_SELECTED PASSAGE_
According to data collected by the Centers for Disease Control and Prevention, suicide was the second leading cause of death for people ages 15 to 34 in 2013. On Saturday, faculty and students from Weber State University joined members of the Ogden community to walk for suicide prevention and awareness.

3-19 'Out of The Darkness' Suicide Prevention Walk (Kellie Plumholf)-8.jpg
Weber State University's Suicide Prevention Walk ended at the Bell Tower Plaza. (Kellie Plumhof/The Signpost)

This is the second year that the “Out of the Darkness” campus walk has been held at WSU. Corbin Standley, a WSU graduate, both planned and chaired the committee last year that held the first walk and was also involved with planning this year’s walk.

Standley lost his older brother to suicide in June of 2010 and after attending a Survivors of Suicide Loss Day event, Standley was inspired to become more involved in suicide prevention.

“In Utah, suicide is the second leading cause of death among college students,” Standley said.

Last year, the walk raised $4,000 in donations from sponsors, as well as at the event and online. This year the donation goal was set at $5,000 and $3,000 had already been raised through online donations before the day of the event.

“All the money goes to help suicide prevention research and programming,” Standley said.

Donations will be accepted online through June 30. All money donated will be split between the local chapter and national organization of the American Foundation for Suicide Prevention.

Elvina Brechbill, a member of the Ogden community, said she walked in remembrance of a friend that had lost his life to suicide 50 years ago.

Brechbill said that she has struggled with the loss of her friend throughout her life and hopes that she will someday be able to reconnect with the family of her friend.

Brechbill hopes that events like these will continue to raise awareness of suicide prevention and the resources that people can turn to for help so that they do not feel alone and isolated.

In addition to the walk, the Shepherd Union was filled with booths from several organizations to help those struggling with suicide themselves or those who know someone that is struggling.

Participants were also given colored bead necklaces to wear that symbolized the person they had lost to suicide. Lynda Callister, a member of the Ogden community, was wearing a white necklace in remembrance of her son who lost his life to suicide five years ago.

[Descriptions of regions in natural language]
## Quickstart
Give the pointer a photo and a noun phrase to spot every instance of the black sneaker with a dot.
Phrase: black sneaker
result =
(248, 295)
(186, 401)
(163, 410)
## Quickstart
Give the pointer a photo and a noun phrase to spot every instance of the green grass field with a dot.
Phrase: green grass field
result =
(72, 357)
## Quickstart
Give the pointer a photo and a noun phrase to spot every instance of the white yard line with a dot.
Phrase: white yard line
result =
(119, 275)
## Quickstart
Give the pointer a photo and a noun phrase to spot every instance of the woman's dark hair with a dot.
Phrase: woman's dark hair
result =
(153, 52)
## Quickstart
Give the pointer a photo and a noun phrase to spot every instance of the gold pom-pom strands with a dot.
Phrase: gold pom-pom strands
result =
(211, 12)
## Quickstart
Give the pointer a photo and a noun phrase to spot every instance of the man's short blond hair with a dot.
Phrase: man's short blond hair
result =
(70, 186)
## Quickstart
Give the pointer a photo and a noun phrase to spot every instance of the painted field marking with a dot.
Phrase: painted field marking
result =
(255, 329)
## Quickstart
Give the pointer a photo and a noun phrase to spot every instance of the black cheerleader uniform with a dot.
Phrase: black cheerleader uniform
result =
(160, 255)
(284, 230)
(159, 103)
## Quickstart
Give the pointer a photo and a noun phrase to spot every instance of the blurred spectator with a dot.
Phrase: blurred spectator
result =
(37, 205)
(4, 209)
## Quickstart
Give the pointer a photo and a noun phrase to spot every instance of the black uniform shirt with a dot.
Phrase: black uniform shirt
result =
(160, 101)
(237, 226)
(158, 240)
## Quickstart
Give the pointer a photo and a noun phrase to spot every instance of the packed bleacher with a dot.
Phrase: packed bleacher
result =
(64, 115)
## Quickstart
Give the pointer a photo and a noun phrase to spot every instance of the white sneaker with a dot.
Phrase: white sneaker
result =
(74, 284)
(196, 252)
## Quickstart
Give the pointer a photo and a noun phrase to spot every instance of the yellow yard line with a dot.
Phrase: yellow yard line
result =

_ASSIGNED TASK A_
Retype the stretch of the suicide prevention walk article from "Elvina Brechbill, a" through "of her friend.".
_ASSIGNED TASK B_
For each statement, say yes or no according to the suicide prevention walk article, and quote the words that decide it: (i) The walk described was the first one held on the WSU campus. (ii) Standley lost his older brother to suicide in June of 2010. (iii) Online donations will be accepted through June 30.
_ASSIGNED TASK C_
Continue the suicide prevention walk article from its last sentence.
The records are material separate from the article.

_WRITTEN RESPONSE A_
Elvina Brechbill, a member of the Ogden community, said she walked in remembrance of a friend that had lost his life to suicide 50 years ago.

Brechbill said that she has struggled with the loss of her friend throughout her life and hopes that she will someday be able to reconnect with the family of her friend.

_WRITTEN RESPONSE B_
(i) No: "This is the second year that the “Out of the Darkness” campus walk has been held at WSU."
(ii) Yes: "Standley lost his older brother to suicide in June of 2010"
(iii) Yes: "Donations will be accepted online through June 30."

_WRITTEN RESPONSE C_
“We walk in honor of my son who passed away when he was 20 years old,” Callister said. “We support prevention. It’s a wonderful thing and that’s why we are here.”

Callister and her family have attended both of the walks held at WSU as well as those held in Ogden and Salt Lake City by Nuhope. Callister said the walks help her feel like she is part of a solution to the problem.

“There’s nothing good about it, but we try to find that silver lining and how we can then help others who have had the same experience,” Callister said.

Jayson Stokes, the coordinator of the LGBT resource center at WSU, worked a booth at the event in order to help raise awareness of the issue of suicide specifically within the LGBT community.

“Suicide rates are unfortunately quite high in the LGBT community,” Stokes said.

For transgender students, it is nine times more likely that they will commit suicide than their non-transgendered peers.

“It doesn’t seem like there are words to talk about how important (suicide prevention) is,” Stokes said.

Stokes encouraged people to be mindful of people in their lives and remember that the resources are always available when needed and that suicide prevention and awareness is a topic that needs to continue to be talked about.

Students at WSU who may be struggling or know of someone who is struggling can contact the Counseling & Psychological Services Center or the LGBT Resource Center on campus for help and information.